» Excerpt to read:
=== Section Start ===

First of all, Happy Birthday to Kate! Holy shit, you're 30!
There's a lot of that going around these days....
Meanwhile...I had more to say around my post yesterday, actually, but was just so damn tired. I'm looking forward to not being quite so exhausted all the time. Although, I have this feeling, I'm probably going to find ways to be just as busy next year. But with less call, and less commuting than I did this past year, so, that'll definitely help.
So, transference. We've been talking about this a lot lately at work, and will talk more about it as we spend much of our second year learning the ins and outs of psychodynamics and analysis. And transference is sort of the primary concept in analysis. Plus, I'm thinking of entering the NC Psychoanalytic Institute if I can make it fiscally feasible (see? Plenty to do next year), which means I'll be up to my id in transference.
Transference, though, is an integral part of what we do. Not that it isn't present in every patient-physician interaction, but we're the only ones who really pay attention to it and even encourage it. Truth is, it's central to most human interaction. And, apologies to Dr. Freud, but it's not that dramatic a concept - we all view our lives through the filter of our past experiences. We make judgments about people based on cues that are familiar, that we've seen before. Thus, we're conditioned to respond to a stimulus we've seen and responded to before, and when we see that stimulus in someone else, we'll of course respond in kind. At least at the automatic level; at a more conscious level, we can modulate this response. Often, for us, our own transference is a useful tool - i.e., feelings that are evoked in our interactions with patients are in response to something about them. If we can use those responses to identify what that something is, it can tell us a lot about people. Problem is, you have to know a lot about yourself, and possess a certain humility about that, to do this well.
And once you start to be able to recognize this, it becomes problematic sometimes to be able to dissect these responses from what's just a genuine response to the person in front of you. My woman's husband, who I did the couples' session with yesterday, I think he's genuinely a jackass. So it was a lot to sort through, you know? What of my dislike of him was due to my own transference, my own response to other malignant narcissists and sexual sadists I've encountered in my personal and professional life? What was my protective, maternalistic feathers being ruffled over what I knew he'd done to my patient? What was the fact that he was just an asshole in our session?

=== Section End ===

» Listed entries:

=== Section Start ===

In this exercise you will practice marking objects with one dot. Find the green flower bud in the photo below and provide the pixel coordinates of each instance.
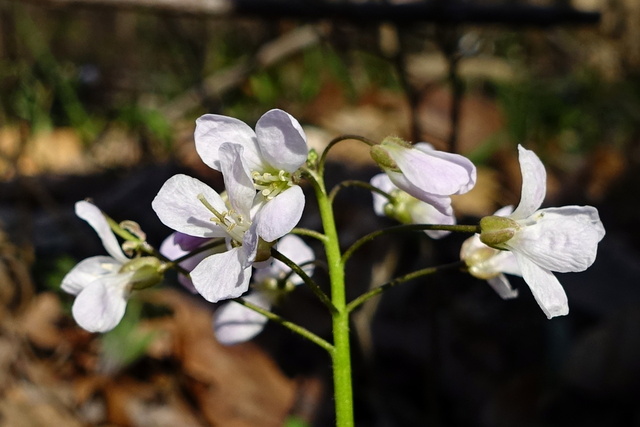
(380, 155)
(148, 271)
(497, 230)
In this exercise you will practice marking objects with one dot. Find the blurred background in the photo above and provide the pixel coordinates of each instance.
(98, 100)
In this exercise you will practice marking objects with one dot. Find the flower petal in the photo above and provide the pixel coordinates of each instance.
(178, 207)
(503, 288)
(383, 182)
(433, 172)
(545, 287)
(233, 323)
(222, 276)
(87, 271)
(94, 216)
(281, 214)
(561, 239)
(237, 178)
(99, 307)
(534, 184)
(213, 130)
(282, 141)
(294, 248)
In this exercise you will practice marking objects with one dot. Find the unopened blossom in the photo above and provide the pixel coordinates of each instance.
(425, 173)
(271, 157)
(234, 323)
(191, 207)
(546, 240)
(407, 209)
(490, 264)
(102, 284)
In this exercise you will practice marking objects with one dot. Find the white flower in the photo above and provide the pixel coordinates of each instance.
(102, 284)
(426, 174)
(191, 207)
(176, 245)
(407, 209)
(234, 323)
(545, 240)
(271, 156)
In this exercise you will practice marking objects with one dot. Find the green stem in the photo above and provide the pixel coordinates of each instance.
(407, 227)
(410, 276)
(287, 324)
(309, 233)
(341, 355)
(305, 278)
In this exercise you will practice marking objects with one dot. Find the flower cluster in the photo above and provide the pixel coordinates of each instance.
(223, 242)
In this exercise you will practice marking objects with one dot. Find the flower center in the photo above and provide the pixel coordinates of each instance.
(270, 184)
(234, 224)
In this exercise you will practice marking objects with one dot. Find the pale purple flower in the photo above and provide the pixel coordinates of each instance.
(271, 157)
(546, 240)
(102, 284)
(191, 207)
(425, 173)
(407, 209)
(234, 323)
(177, 245)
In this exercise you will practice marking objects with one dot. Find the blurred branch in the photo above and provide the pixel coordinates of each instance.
(454, 12)
(215, 85)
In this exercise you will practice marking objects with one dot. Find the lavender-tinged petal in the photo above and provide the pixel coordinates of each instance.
(93, 215)
(282, 141)
(383, 182)
(545, 287)
(87, 271)
(237, 179)
(503, 288)
(178, 207)
(100, 306)
(437, 175)
(234, 323)
(213, 130)
(534, 184)
(281, 214)
(560, 239)
(222, 276)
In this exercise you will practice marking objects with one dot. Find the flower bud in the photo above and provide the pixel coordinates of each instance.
(148, 271)
(497, 230)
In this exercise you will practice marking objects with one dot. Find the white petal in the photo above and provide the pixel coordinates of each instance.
(545, 287)
(213, 130)
(562, 239)
(237, 179)
(93, 215)
(534, 184)
(433, 172)
(383, 182)
(233, 323)
(503, 288)
(443, 204)
(88, 271)
(178, 207)
(221, 276)
(281, 214)
(99, 307)
(282, 141)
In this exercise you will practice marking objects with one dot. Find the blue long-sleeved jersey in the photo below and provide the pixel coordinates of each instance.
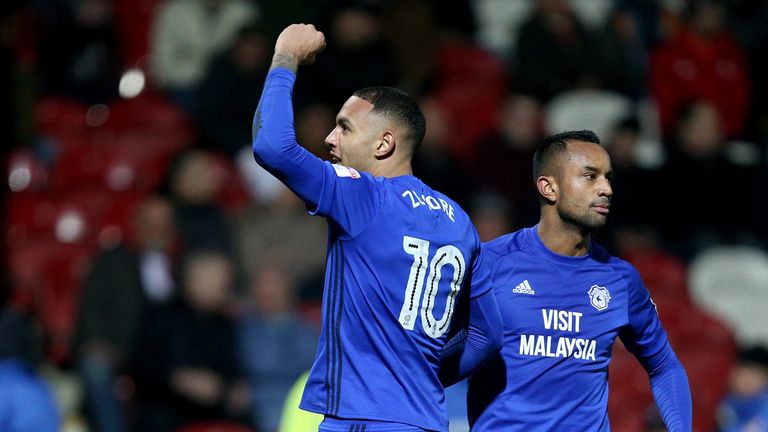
(399, 255)
(561, 316)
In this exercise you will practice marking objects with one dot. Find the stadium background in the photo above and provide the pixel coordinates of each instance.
(108, 101)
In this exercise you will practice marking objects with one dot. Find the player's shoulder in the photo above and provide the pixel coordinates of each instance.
(417, 193)
(600, 254)
(511, 243)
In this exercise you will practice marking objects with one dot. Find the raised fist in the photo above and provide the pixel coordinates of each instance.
(302, 41)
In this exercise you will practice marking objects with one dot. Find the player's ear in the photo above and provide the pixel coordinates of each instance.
(385, 146)
(548, 189)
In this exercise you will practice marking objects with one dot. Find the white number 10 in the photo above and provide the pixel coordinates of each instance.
(431, 273)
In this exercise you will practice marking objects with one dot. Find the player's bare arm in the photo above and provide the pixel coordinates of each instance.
(298, 44)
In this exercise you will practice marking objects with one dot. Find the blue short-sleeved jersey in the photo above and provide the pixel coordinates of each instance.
(561, 316)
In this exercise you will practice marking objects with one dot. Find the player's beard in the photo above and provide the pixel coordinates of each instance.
(585, 221)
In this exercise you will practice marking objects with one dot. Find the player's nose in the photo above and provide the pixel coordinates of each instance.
(332, 139)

=== Section End ===

» Tasks:
1 > Do the following statements agree with the post on transference? Answer yes or no for each and quote the deciding words of the post.
(a) The writer is considering entering the NC Psychoanalytic Institute.
(b) The writer expects to have more call next year.
(c) The writer holds that transference is absent from ordinary patient-physician interactions.
2 > Write a continuation of the post on transference, beginning after its final sentence.
The data have no connection to the post on transference.

» Answers provided:
1 >
(a) Yes: "I'm thinking of entering the NC Psychoanalytic Institute if I can make it fiscally feasible"
(b) No: "But with less call, and less commuting than I did this past year"
(c) No: "Not that it isn't present in every patient-physician interaction"

2 >
It was interesting, really. His wife, my patient, afterwards, was like, wow, I can't believe how well you handled him, how you got him to talk about things. I've kind of discovered that, in my professional dealings, I actually deal pretty well with controlling, narcissistic men. It's a power play, and if you operate on their level, they win. So instead, I tap into what they're evoking in me to give me cues about what sort of traits they might possess, and this where their weak points might be. And I think that in itself is a cue to pull back, which allows me the detachment to institute a number of techniques to gain the upper hand. In the words of everyone's (okay, my) favorite TV psychiatrist, "One of the ways to beat a psych defense is a psych offense."
Sometimes I don't like that about myself. Sometimes I feel that it's very useful. It is what it is, I guess.
And regardless, I still have to honor the fact that I left there wanting to kick him in the shins.
My other patient, well, it's awkward. And I had much the same thought as PenguinShrink's, in her comment to the last post, but frankly, I think it may actually be a reason I should do therapy with him. He's an interesting patient, particularly from a biological perspective (he's got this old brain injury). I think he's reasonably innocuous, and I think identifying a strong woman who can set and maintain good boundaries with him is going to be a positive step towards dealing with a few of his issues. Plus, it wasn't a predatory kind of thing, I think it was more of an impulsive kind of slip, from someone who has fairly poor impulse control (see above re:old brain injury).
But don't think for a second that I'll hesitate to discharge him from my practice if he can't respect the boundaries of the therapeutic setting. And I'm definitely getting a left-hand ring before I start doing outpatient (I've been debating this for a while. This did sort of clinch it).
It's such a complex landscape, the human psyche.